[INPUT DATA start]
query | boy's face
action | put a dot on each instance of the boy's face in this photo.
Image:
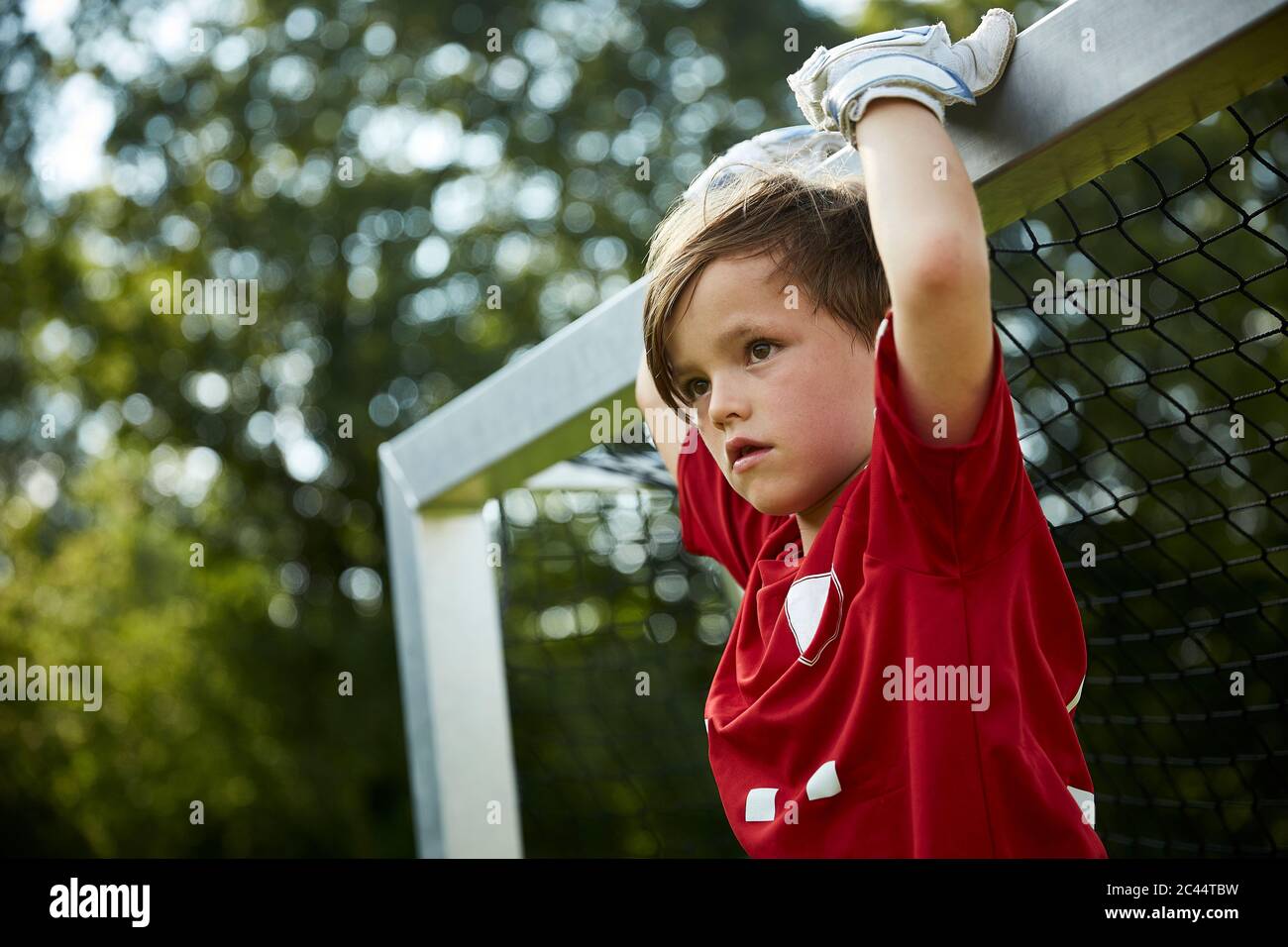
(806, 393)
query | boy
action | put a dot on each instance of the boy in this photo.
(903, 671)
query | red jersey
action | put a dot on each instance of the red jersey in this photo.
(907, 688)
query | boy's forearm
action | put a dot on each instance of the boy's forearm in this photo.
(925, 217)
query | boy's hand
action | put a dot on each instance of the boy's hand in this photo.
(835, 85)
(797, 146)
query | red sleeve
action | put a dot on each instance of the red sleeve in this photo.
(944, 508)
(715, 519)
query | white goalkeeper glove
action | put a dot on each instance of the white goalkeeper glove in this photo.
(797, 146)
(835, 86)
[INPUT DATA end]
* BRIEF
Write out the records word for word, from the line holding "query | boy's forearm" through the last line of the records, both ends included.

* EXERCISE RESPONSE
query | boy's forearm
action | put a dot on each instance of the boy's forearm in this photo.
(925, 217)
query | boy's hand
action | put a dot on each instance of the boy's hand in this photo.
(835, 85)
(797, 146)
query | red sleeve
action | put a dot on each instance of the red sleeve in this photo.
(944, 508)
(715, 519)
query | white goalkeeper glove
action | put a dot on each instance of the white goalkeeper glove in this photo.
(797, 146)
(835, 86)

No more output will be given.